Exercise prompt:
Print the entries in full, word for word, but not the pictures.

Information provided:

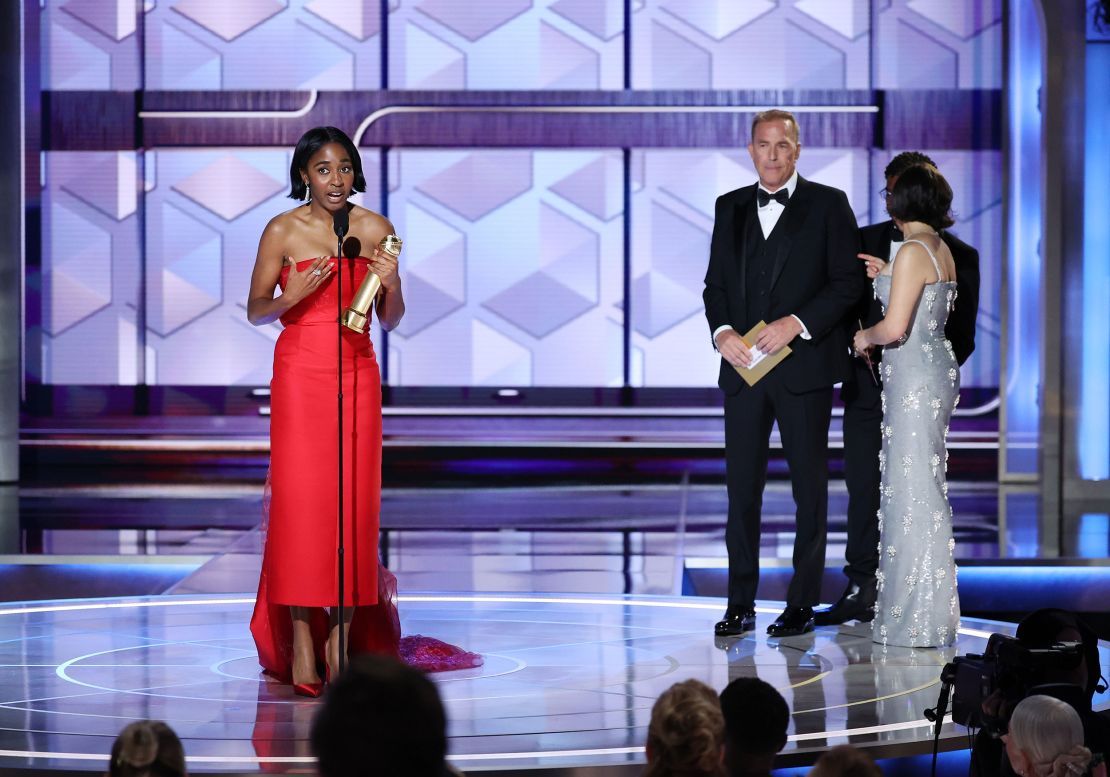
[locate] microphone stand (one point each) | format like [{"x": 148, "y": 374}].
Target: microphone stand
[{"x": 340, "y": 233}]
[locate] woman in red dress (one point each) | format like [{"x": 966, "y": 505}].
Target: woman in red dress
[{"x": 295, "y": 634}]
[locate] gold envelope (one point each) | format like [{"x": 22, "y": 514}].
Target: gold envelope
[{"x": 753, "y": 375}]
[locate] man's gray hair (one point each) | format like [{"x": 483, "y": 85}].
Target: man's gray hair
[{"x": 776, "y": 114}]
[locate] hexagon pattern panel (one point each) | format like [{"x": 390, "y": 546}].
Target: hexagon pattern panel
[
  {"x": 205, "y": 211},
  {"x": 440, "y": 44},
  {"x": 514, "y": 258},
  {"x": 289, "y": 44},
  {"x": 513, "y": 268},
  {"x": 90, "y": 44},
  {"x": 938, "y": 44},
  {"x": 90, "y": 271},
  {"x": 752, "y": 43}
]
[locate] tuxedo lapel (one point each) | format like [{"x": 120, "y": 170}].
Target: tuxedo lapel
[
  {"x": 745, "y": 214},
  {"x": 791, "y": 221}
]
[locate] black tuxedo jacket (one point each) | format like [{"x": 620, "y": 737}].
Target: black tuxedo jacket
[
  {"x": 960, "y": 328},
  {"x": 816, "y": 276}
]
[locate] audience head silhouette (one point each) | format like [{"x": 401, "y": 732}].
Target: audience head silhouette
[
  {"x": 686, "y": 735},
  {"x": 845, "y": 760},
  {"x": 1046, "y": 627},
  {"x": 147, "y": 748},
  {"x": 381, "y": 718},
  {"x": 1046, "y": 739},
  {"x": 756, "y": 719}
]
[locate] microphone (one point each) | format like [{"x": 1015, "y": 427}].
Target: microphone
[
  {"x": 341, "y": 222},
  {"x": 355, "y": 316}
]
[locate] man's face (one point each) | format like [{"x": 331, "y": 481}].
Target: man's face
[{"x": 775, "y": 152}]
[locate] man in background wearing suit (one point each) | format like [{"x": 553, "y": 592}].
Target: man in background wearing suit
[
  {"x": 783, "y": 251},
  {"x": 863, "y": 409}
]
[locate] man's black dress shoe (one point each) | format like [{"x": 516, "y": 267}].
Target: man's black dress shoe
[
  {"x": 736, "y": 622},
  {"x": 857, "y": 603},
  {"x": 791, "y": 622}
]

Expected output:
[locate] microphone stand (one point each) | format like [{"x": 148, "y": 374}].
Target: microphone stand
[{"x": 340, "y": 233}]
[locate] woman in red dress (one point each) | format like [{"x": 966, "y": 505}].
Target: woman in red dress
[{"x": 295, "y": 634}]
[locate] gold envelope (one point each) | format like [{"x": 22, "y": 514}].
Target: gold envelope
[{"x": 753, "y": 375}]
[locate] man's gray hair (one point each) | format like [{"x": 483, "y": 85}].
Target: man's gray hair
[{"x": 776, "y": 114}]
[locate] hexagon pattern panel (one point each) | format like [{"x": 390, "y": 546}].
Target: hexagon pattern panel
[
  {"x": 205, "y": 211},
  {"x": 440, "y": 44},
  {"x": 514, "y": 258},
  {"x": 289, "y": 44},
  {"x": 513, "y": 268},
  {"x": 90, "y": 44},
  {"x": 938, "y": 44},
  {"x": 90, "y": 271},
  {"x": 752, "y": 43}
]
[locate] tuxedo lapel (one point each) | format like [{"x": 120, "y": 170}].
Target: tuxedo lapel
[
  {"x": 745, "y": 214},
  {"x": 791, "y": 221}
]
[locate] black tuxedo jacket (one point each) | format like [{"x": 620, "y": 737}].
Target: black tuxedo jacket
[
  {"x": 960, "y": 328},
  {"x": 816, "y": 276}
]
[locate] audience head silhouette (one point each) | format like [{"x": 401, "y": 732}].
Target: audience head silhouette
[
  {"x": 686, "y": 735},
  {"x": 845, "y": 760},
  {"x": 1046, "y": 627},
  {"x": 147, "y": 748},
  {"x": 381, "y": 718},
  {"x": 1046, "y": 739},
  {"x": 756, "y": 719}
]
[locate] microphone (one point each) | format like [{"x": 1015, "y": 427}].
Target: microphone
[
  {"x": 341, "y": 222},
  {"x": 355, "y": 316}
]
[locate] man's face (one point each) | format like [{"x": 331, "y": 481}].
Target: man's face
[{"x": 775, "y": 152}]
[locate] man in background wearing suit (one point each) | format like [{"x": 553, "y": 592}].
Target: man in background wearing suit
[
  {"x": 783, "y": 251},
  {"x": 863, "y": 409}
]
[locate] man's black dress shoe (one point each) | format like [{"x": 516, "y": 267}].
Target: man's black dress shoe
[
  {"x": 736, "y": 622},
  {"x": 857, "y": 603},
  {"x": 791, "y": 622}
]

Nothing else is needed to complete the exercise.